• REQUIRED TASK: Convert every line of the items below into a JSON list of strings, one string per line, omitting any blank lines.

* Start *

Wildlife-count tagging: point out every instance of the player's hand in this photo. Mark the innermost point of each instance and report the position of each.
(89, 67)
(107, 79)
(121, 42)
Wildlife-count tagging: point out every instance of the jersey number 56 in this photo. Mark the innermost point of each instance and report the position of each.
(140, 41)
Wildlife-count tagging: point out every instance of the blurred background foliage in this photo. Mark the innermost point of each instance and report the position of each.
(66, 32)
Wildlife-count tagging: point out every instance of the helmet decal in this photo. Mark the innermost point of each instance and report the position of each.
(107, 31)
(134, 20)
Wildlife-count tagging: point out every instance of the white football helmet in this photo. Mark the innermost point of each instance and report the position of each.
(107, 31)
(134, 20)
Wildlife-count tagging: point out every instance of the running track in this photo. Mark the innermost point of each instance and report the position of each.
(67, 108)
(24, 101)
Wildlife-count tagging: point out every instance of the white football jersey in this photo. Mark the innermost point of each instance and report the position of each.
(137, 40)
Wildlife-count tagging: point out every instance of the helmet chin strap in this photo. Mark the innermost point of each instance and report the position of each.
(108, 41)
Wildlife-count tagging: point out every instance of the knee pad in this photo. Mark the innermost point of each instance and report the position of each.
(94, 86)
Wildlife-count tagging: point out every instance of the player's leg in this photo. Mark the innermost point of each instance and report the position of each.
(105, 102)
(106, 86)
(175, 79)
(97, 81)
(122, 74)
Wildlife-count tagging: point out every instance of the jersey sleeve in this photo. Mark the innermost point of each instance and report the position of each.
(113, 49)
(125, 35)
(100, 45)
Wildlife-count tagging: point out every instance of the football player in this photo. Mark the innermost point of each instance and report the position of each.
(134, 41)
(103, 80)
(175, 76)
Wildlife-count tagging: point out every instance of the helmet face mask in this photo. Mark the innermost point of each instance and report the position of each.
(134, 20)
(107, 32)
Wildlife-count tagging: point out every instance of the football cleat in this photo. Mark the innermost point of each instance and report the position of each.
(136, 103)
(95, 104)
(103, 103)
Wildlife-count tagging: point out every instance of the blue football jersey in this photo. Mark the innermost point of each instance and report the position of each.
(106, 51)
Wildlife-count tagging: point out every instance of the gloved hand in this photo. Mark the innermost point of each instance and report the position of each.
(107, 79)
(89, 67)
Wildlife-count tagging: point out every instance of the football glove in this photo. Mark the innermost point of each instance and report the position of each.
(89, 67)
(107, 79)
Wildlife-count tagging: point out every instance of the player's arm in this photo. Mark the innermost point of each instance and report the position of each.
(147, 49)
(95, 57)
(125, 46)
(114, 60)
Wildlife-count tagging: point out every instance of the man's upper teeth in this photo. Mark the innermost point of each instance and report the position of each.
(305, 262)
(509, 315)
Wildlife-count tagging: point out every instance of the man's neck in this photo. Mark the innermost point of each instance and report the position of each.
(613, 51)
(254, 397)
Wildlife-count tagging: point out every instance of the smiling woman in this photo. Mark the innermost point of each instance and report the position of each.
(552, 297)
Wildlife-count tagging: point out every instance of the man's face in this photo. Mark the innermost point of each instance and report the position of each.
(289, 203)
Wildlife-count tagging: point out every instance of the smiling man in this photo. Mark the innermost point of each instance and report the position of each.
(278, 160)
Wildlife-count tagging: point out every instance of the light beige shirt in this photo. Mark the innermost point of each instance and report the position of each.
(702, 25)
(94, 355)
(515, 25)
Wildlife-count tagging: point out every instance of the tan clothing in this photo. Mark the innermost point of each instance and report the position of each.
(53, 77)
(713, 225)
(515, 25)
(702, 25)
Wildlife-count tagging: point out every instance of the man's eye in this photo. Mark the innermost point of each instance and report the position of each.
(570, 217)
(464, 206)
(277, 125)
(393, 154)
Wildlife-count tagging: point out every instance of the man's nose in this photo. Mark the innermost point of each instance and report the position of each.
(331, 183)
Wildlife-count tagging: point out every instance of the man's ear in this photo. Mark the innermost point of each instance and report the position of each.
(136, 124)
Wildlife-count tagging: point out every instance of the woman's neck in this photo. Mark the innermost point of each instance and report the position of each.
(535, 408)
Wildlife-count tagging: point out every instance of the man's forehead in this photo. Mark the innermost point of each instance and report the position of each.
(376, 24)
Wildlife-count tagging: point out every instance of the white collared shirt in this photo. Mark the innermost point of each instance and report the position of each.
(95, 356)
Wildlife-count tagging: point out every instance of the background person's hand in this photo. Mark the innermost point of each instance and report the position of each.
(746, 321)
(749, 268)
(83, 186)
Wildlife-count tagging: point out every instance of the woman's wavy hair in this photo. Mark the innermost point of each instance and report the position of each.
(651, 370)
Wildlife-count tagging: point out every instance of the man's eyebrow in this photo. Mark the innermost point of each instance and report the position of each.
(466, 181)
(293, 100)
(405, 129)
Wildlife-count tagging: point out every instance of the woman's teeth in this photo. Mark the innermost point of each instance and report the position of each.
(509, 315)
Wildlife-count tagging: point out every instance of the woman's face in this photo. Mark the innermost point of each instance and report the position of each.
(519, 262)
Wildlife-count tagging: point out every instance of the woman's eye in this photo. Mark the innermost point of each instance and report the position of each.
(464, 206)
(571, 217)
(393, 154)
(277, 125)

* End *

• EXERCISE SOLUTION:
[
  "Wildlife-count tagging: point out every instance of the player's hand in this photo. Mark the innermost point of each instance and report the position of each.",
  "(89, 67)",
  "(107, 79)",
  "(121, 42)",
  "Wildlife-count tagging: point out every instance of the jersey number 56 in this photo. Mark the innermost point of each instance and report the position of each.",
  "(140, 41)",
  "Wildlife-count tagging: point out every instance of the blurred background foliage in this photo. Mark the innermost point of each instance and report the position of each.",
  "(66, 32)",
  "Wildlife-count tagging: point out every instance of the helmet decal in this photo. Mark the innermost point of each instance and report the position of each.",
  "(107, 31)",
  "(134, 20)",
  "Wildlife-count tagging: point out every instance of the white football helmet in this photo. Mark the innermost point of each instance and report the position of each.",
  "(107, 31)",
  "(134, 20)",
  "Wildlife-count tagging: point out every instance of the running track in this photo. Mark the innermost point of each instance and report the position of each.",
  "(67, 108)",
  "(24, 101)",
  "Wildlife-count tagging: point out every instance of the white football jersey in this photo. Mark the innermost point of each instance and report the position of each.",
  "(137, 40)",
  "Wildlife-count tagging: point out every instance of the helmet chin strap in this photo. Mark the innermost point of each instance and report the position of each.",
  "(108, 41)",
  "Wildlife-count tagging: point out every instance of the knee pad in this photo. Mark the innermost point of each instance and report the position of each.",
  "(94, 86)",
  "Wildlife-count tagging: point out every instance of the player's leg in this photo. Mark the innermost point of each instance and report the position of each.",
  "(105, 102)",
  "(106, 86)",
  "(175, 79)",
  "(97, 81)",
  "(122, 74)",
  "Wildlife-count tagging: point out every instance of the jersey sleeve in this photo. Mark the innermost point of each instance and report the position of each.",
  "(113, 49)",
  "(125, 35)",
  "(100, 45)",
  "Wildlife-count tagging: point out every instance of the football player in this photo. Mark the innermost point of each instance and report the position of each.",
  "(134, 41)",
  "(103, 80)",
  "(175, 76)",
  "Wildlife-count tagging: point out every instance of the helmet face mask in this photo. Mark the innermost point of each instance and report the position of each.",
  "(134, 20)",
  "(107, 32)",
  "Wildlife-count tagging: point out every instance of the football cleat in this photo. Mark the innermost point of each instance and report the position of each.",
  "(136, 103)",
  "(95, 104)",
  "(103, 103)",
  "Wildlife-count tagging: point out every instance of the blue football jersey in this photo. Mark the innermost point of each instance and report the position of each.",
  "(106, 51)",
  "Wildlife-count tagging: point out every instance of the gloved hand in this photo. Mark the innermost point of each instance and report the position of each.",
  "(107, 79)",
  "(89, 67)",
  "Wildlife-count tagging: point out every instance of the football glove in this photo. Mark the innermost point of each instance and report the position of each.",
  "(89, 67)",
  "(107, 79)",
  "Wildlife-count tagging: point out every instance of the player's arm in this photo. Mark the innermost point of each instance and report the position of each.",
  "(147, 49)",
  "(95, 57)",
  "(125, 46)",
  "(114, 60)",
  "Wildlife-count tagging: point out every instance of the man's upper teeth in this photo. Mark the innermost point of each instance and report the position of each.",
  "(305, 262)",
  "(509, 315)",
  "Wildlife-count tagging: point out every instance of the man's neck in this photo. Mark the innermost point of each instance and report the position of each.",
  "(613, 51)",
  "(254, 397)",
  "Wildlife-count tagging: point out every instance of the smiling woman in this photo. Mark the innermost point of each instance and report the position of each.",
  "(552, 297)",
  "Wildlife-count tagging: point out every instance of the man's face in this photo. Mark the innermost point of each instance and report the position of each.",
  "(289, 203)",
  "Wildlife-count tagging: point out every instance of the smiling man in this photo. Mark the innermost point of each instance and report the position of each.",
  "(278, 160)",
  "Wildlife-count tagging: point out every instance of the light beige shirt in this photo. Mark the innermost point of each instance and report the position of each.",
  "(702, 25)",
  "(94, 355)",
  "(515, 25)",
  "Wildlife-count tagging: point out every instance of the tan clothing in this photo. Mark the innermost point of each instance and report the position of each.",
  "(53, 77)",
  "(713, 225)",
  "(515, 25)",
  "(702, 25)",
  "Wildlife-count tagging: point out every instance of the man's eye in this photo. Mark the innermost point of each instance and report the position of each.",
  "(570, 217)",
  "(464, 206)",
  "(277, 125)",
  "(393, 154)",
  "Wildlife-count tagging: point out every instance of the man's nose in this photo. Mark the innermost point of each instance and report the position of each.",
  "(331, 183)",
  "Wildlife-count tagging: point out every instance of the man's ear in this photo. Mark the innermost point of each instance and report the position of each.",
  "(136, 124)",
  "Wildlife-count tagging: point out every instance of the woman's neck in this photo. Mark the innermost point of each instance and report the position of each.",
  "(535, 408)",
  "Wildlife-count tagging: point out every instance of the man's forehead in this photo. Mark the innermost point of each instance and report the position of each.",
  "(376, 24)",
  "Wildlife-count tagging: point out every instance of the white collared shirt in this photo. Mark the innermost point of each instance and report the position of each.",
  "(95, 356)",
  "Wildlife-count tagging: point out every instance of the background person's hand in this photo. Mark the innermost point of each instance and report the position of each.",
  "(746, 321)",
  "(749, 268)",
  "(83, 186)",
  "Wildlife-count tagging: point out every instance of the woman's wavy hair in this photo. Mark the innermost point of each instance and report the position of each.",
  "(651, 370)",
  "Wildlife-count tagging: point out every instance of the man's eyebrow in this photo. Mark the innermost point of each instance and report the position of each.",
  "(466, 181)",
  "(293, 100)",
  "(405, 129)",
  "Wildlife-count tagging: point out every instance of the woman's teeth in this photo. Mark the innermost point of each instance and report the position of each.",
  "(509, 315)",
  "Wildlife-count tagging: point out every instance of the woman's face in this photo. Mark the innermost point of each instance and report the position of each.",
  "(519, 262)",
  "Wildlife-count tagging: point out every instance of the woman's eye in this photo. Mark the innermost point of each instance and report the position of each.",
  "(464, 206)",
  "(571, 217)",
  "(393, 154)",
  "(277, 125)"
]